Continue the news story on mourning the 9/11 victims, starting right after its last sentence.

TEXT SEGMENT:
----------------
Mourning for the far-too-many victims of 9/11

Ariel Jacobs never got to meet his son, born six days after he was killed


Hope faded to grief this week as many locally who waited for word of loved ones who disappeared when the twin towers fell realized they were not coming home.

The number of local families in mourning grew from five to at least eight last week, as city officials revised upward the list of those missing in the rubble left by the two jetliners who smashed into the World Trade Center on Sept. 11.

Six days after the attack, the first child of the missing was born.

Gabriel Benjamin Jacobs will never meet his father, Ariel Jacobs, who grew up on Johnson Avenue. The executive vice president for Caplin Services, he had arrived for a conference at the Windows on the World restaurant atop the first tower minutes before the hijacked airliner crashed into the building.

Jacobs had called his wife Jenna from his car at 8:15 a.m., to let her know he was running late, and tell her he loved her. It was the last time she heard from him.

“Now I have a beautiful son that looks just like him,” Jenna said. “He is the love of my life, but nothing is going to replace Ariel. My son is not going to replace him. He’s an addition.”

The couple would have celebrated their first anniversary on Sept. 23. Jacobs would have turned 30 on Sept. 16 — five days after he disappeared.

The Jacobs family recently moved to Westchester County, but Ariel’s parents — Melvin and Sylvia Jacobs — still live in Riverdale. Sylvia sings with the Riverdale Choral Society. Her son marked his bar mitzvah on the pulpit of the Hebrew Institute of Riverdale with Rabbi Avi Weiss, the synagogue’s spiritual leader.
----------------
DATA EXTRACTS:
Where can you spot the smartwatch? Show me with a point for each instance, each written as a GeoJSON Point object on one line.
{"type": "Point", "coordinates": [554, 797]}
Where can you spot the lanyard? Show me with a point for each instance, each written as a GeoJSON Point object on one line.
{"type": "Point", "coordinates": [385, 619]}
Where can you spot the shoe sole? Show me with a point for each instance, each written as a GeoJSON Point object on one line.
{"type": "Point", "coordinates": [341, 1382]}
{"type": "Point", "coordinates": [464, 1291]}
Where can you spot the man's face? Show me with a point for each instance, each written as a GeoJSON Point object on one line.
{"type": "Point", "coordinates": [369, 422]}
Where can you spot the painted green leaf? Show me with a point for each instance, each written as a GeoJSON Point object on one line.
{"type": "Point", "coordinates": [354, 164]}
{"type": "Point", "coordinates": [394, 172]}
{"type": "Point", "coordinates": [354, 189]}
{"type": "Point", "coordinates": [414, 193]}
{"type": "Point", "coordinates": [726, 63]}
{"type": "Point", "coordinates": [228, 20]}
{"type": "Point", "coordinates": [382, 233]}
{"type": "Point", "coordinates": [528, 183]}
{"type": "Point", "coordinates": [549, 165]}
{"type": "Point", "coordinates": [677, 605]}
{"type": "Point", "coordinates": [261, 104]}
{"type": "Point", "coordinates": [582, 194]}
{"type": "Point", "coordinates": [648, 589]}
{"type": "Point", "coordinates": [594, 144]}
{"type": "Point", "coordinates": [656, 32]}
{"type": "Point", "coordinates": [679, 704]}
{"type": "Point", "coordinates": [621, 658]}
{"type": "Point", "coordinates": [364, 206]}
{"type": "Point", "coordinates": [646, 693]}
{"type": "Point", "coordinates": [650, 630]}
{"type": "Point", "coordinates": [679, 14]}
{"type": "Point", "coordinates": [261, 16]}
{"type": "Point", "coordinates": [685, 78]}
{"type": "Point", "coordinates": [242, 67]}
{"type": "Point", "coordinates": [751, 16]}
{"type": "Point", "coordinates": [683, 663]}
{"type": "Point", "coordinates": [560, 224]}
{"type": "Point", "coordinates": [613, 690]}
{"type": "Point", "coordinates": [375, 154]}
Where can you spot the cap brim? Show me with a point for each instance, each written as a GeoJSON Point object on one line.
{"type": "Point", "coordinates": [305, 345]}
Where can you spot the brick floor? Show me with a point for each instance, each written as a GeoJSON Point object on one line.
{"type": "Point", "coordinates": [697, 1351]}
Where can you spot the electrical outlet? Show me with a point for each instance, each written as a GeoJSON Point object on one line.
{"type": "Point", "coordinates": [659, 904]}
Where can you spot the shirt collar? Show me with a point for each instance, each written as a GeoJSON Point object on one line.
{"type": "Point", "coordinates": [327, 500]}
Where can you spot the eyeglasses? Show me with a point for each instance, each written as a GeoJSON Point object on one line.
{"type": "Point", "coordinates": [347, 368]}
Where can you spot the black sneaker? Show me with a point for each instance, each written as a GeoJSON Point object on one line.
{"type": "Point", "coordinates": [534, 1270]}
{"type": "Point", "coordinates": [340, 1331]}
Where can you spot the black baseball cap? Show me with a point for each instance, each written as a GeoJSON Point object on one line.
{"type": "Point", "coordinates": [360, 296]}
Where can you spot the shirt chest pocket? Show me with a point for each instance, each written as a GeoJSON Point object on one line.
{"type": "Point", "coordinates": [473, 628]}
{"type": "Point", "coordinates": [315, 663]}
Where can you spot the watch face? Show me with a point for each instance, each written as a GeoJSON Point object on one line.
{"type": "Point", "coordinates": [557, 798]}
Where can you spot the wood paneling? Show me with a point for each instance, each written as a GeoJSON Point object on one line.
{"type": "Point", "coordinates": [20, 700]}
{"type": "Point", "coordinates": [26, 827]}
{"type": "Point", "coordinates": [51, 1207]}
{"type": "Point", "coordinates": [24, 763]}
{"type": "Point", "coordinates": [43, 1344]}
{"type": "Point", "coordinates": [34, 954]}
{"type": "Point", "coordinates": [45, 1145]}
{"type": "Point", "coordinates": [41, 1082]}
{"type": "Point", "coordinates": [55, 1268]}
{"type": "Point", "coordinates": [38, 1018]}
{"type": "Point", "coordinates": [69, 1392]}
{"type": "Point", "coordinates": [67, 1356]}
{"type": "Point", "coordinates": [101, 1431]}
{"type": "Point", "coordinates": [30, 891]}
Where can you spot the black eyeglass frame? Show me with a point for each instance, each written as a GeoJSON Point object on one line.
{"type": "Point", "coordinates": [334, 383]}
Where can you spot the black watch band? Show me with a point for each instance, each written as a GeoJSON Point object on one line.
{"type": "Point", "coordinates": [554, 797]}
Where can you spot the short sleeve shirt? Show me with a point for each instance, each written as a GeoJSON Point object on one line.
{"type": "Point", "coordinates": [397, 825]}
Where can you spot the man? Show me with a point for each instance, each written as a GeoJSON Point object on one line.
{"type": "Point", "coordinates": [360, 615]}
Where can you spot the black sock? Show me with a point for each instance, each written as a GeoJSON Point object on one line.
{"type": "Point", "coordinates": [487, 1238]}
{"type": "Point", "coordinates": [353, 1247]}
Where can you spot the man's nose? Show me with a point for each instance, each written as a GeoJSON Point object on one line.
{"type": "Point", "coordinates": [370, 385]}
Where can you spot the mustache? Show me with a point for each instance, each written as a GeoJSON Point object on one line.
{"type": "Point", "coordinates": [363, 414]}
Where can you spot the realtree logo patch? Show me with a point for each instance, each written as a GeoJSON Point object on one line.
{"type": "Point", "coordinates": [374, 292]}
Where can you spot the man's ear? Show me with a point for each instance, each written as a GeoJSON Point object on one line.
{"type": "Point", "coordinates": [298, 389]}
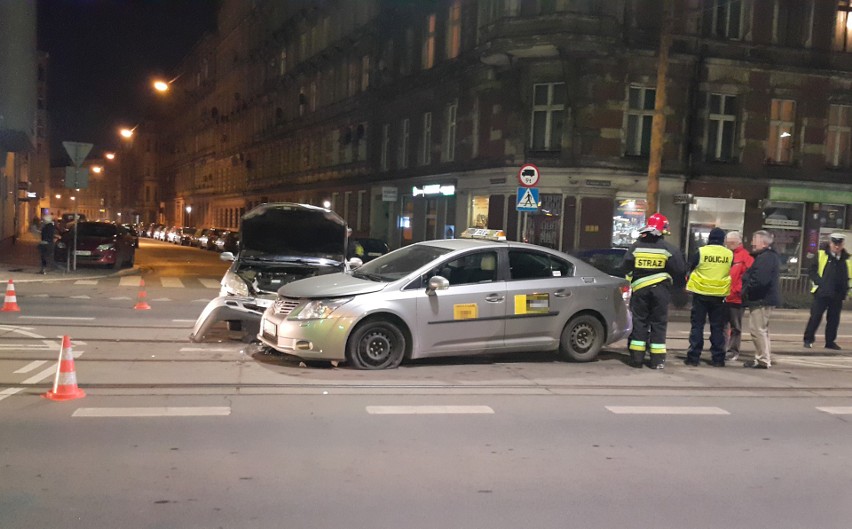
----------------
ANSWER:
The family has established a fund to raise money for Gabriel’s college education. Ariel Jacobs had no life insurance.

“Who thinks of life insurance when they are 29?” asked Dan Jacobs, Ariel’s older brother. He said that his brother had planned to buy a policy after his son was born.

Alan Richman worked on the 99th floor of Tower One. There are no known survivors from that floor.

His family combed the downtown hospitals for three days, searching for the Henry Hudson Parkway resident.

They gave up looking last Friday.

“My mother and I know that he is gone,” said Jane Gewant, Richman’s sister.

Richman, 44, was vice president of Marsh and McLennan. He grew up in Riverdale, attending P.S. 24 and Riverdale/Kingsbridge Academy, and celebrated his bar mitzvah at Riverdale Temple.

His father, the late Martin Richman, was well-known in Riverdale. He ran for local office as a Republican to “keep the Democrats honest,” he would say, and was an active participant in veterans groups, and at Riverdale Temple and other Jewish organizations.

The Riverdale B’nai B’rith Humanitarian Awards are named for Martin Richman.

Alan was very close to his family, Gewant said. He had telephoned his mother Ruth, who lives on Hudson Manor Terrace, to say goodnight on the eve of the attack.

In April, Richman kept a vigil while his father lay dying of cancer.

“Alan was the only one my father wanted at the end,” Gewant said.

Kathryn Shatzoff, 37, worked in Tower One for Marsh and McLennan. Her husband Neil said good-bye that morning as she left for her office on the 100th floor. He said that no one on her floor survived.

Neil Shatzoff runs Magnum Comics and Card on Riverdale Avenue. He and his wife had lived on West 235th Street for 16 years.

“I have been with her for half of my life,” he said. “And it was the better half of my life.”

Paul Tegtmeier was a firefighter assigned to Ladder 46 in Kingsbridge, but was rotated several months ago to Engine 4, which was one of the first companies to respond to the attack.

All 13 men on the truck — including Tegtmeier, 41, are missing, said Ladder 14 captain Richard Lee.

Tegtmeier became a firefighter at 40, leaving a job at the telephone company — taking a pay cut to fight fires.

“We always teased him: ‘Why would you want to come to this job when you are 40 years old?’” Lee said.

But Tegtmeier seemed happy at the firehouse, and the captain remembered him with a perpetual smile.

Tegtmeier lived in Hyde Park with his wife Cathi, a nurse. They have two children, 3 and 6.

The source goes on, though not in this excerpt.